Consigne A:
Répondez, s'il vous plaît, à ces questions sur l'extrait :
(i) En quel mois et en quelle année INSITE a-t-il ouvert ses portes ?
(ii) Pour quelle durée l'exemption a-t-elle été renouvelée en septembre 2006 ?
(iii) Jusqu'à quelle date l'exemption a-t-elle été prolongée en octobre 2007 ?
Consigne B: Recopiez tel quel le passage de l'extrait qui commence à « Fruit d’un long » et se termine à « en septembre 2003. ».

Extrait source:
Ces statistiques sont tirées d’un sondage effectué auprès de la population du quartier DTES et ont été déposées au ministre de la Santé du Canada en 2008, dans un rapport rédigé à son attention. Il faut penser, sans trop se tromper, qu’elles n’auront jamais su convaincre le ministre de l’époque de croire autre chose que les UDI consommaient par choix personnel, puisqu’il refusera, la même année, de reconduire l’exemption légale permettant à INSITE de poursuivre les activités de son SIS.

Rappel historique de l’affrontement judiciaire avec le gouvernement canadien

Fruit d’un long parcours de recherche et de planification, tissé par la collaboration d’acteurs gouvernementaux, municipaux, communautaires et d’individus, INSITE et son SIS ouvrira ses portes en septembre 2003.

À l’enthousiasme de ce départ singulier, dans la chevauchée des efforts de santé publique pour contrer les contrecoups de la situation, succédera rapidement les inquiétudes et les frustrations issues de l’élection d’un nouveau gouvernement en 2005. La philosophie de ce dernier sur le traitement de la dépendance aux drogues, tablera davantage sur une application rigoureuse des lois sur les drogues et leurs interdits, plutôt que de favoriser une approche raisonnée et objective telle que le propose celle de la réduction des risques. Il restera de glace devant les études scientifiques disponibles sur l’impact positif de l’implantation de SIS et plus particulièrement sur celui de Vancouver, qu’il refusera d’appuyer par l’octroi, par le ministre de la Santé, d’une exemption à la Loi canadienne sur les drogues (la Loi).

Aussi, en septembre 2006, le ministre fédéral de la Santé annoncera que l’exemption accordée par le gouvernement précédent ne sera renouvelée que pour une période de 15 mois. Ce geste, peu surprenant par ailleurs, sera le premier qui fera présager, qu’à court terme, la décision du retrait définitif de l’exemption accordée à INSITE tombera.

En octobre 2007, le ministre fédéral de la Santé, poursuivra la stratégie de la mort à petit feu, en prolongeant cette fois l’exemption pour une période additionnelle de 8 mois, soit jusqu’au 30 juin 2008.

Non dupe des intentions du ministre et du gouvernement en place, d’autant plus que les déclarations du ministre ne laissent aucune équivoque sur ses intentions à venir, en août 2007, l’organisme communautaire responsable des activités du SIS, deux UDI et usagers des services d’INSITE, ainsi qu’une association vancouvéroise d’usagers de drogues, saisiront un tribunal de première instance de la province.

Ils exigeront que soit déclarées inconstitutionnelles les dispositions de la Loi concernant la possession et le trafic de drogues, en plus de revendiquer que soit reconnue l’exclusivité de la juridiction provinciale sur les activités du SIS à l’exclusion de la compétence fédérale en matière de droit criminel.

Données brutes:

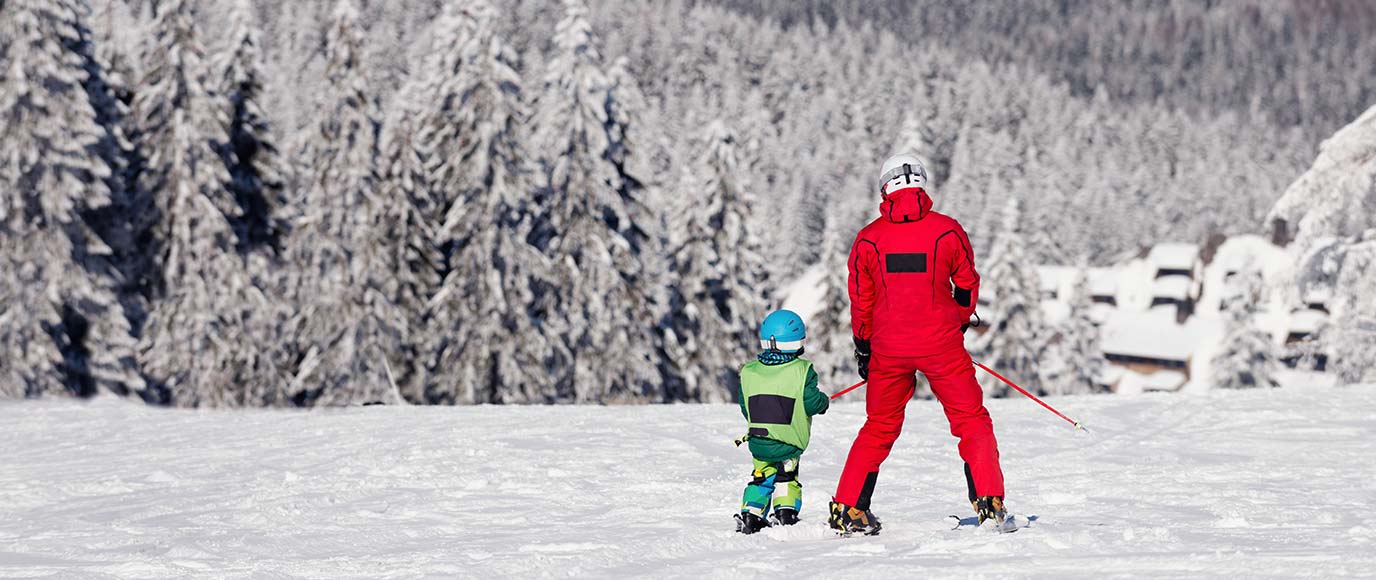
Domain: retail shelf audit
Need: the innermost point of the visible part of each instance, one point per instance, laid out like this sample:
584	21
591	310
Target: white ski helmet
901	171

---

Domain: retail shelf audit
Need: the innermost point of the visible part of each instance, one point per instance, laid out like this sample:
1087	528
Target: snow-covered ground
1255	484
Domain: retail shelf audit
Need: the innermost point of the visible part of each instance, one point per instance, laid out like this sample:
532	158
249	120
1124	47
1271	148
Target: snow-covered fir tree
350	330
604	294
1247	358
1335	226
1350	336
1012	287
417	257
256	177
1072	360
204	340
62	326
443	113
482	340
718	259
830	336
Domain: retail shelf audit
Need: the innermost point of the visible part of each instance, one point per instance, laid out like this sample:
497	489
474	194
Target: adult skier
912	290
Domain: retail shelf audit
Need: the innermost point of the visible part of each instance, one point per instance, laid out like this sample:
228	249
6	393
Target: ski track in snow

* * *

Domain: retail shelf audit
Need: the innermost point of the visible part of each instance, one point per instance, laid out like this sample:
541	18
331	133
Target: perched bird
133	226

Résultat A:
(i) En septembre 2003.
(ii) Pour une période de 15 mois.
(iii) Jusqu'au 30 juin 2008.

Résultat B:
Fruit d’un long parcours de recherche et de planification, tissé par la collaboration d’acteurs gouvernementaux, municipaux, communautaires et d’individus, INSITE et son SIS ouvrira ses portes en septembre 2003.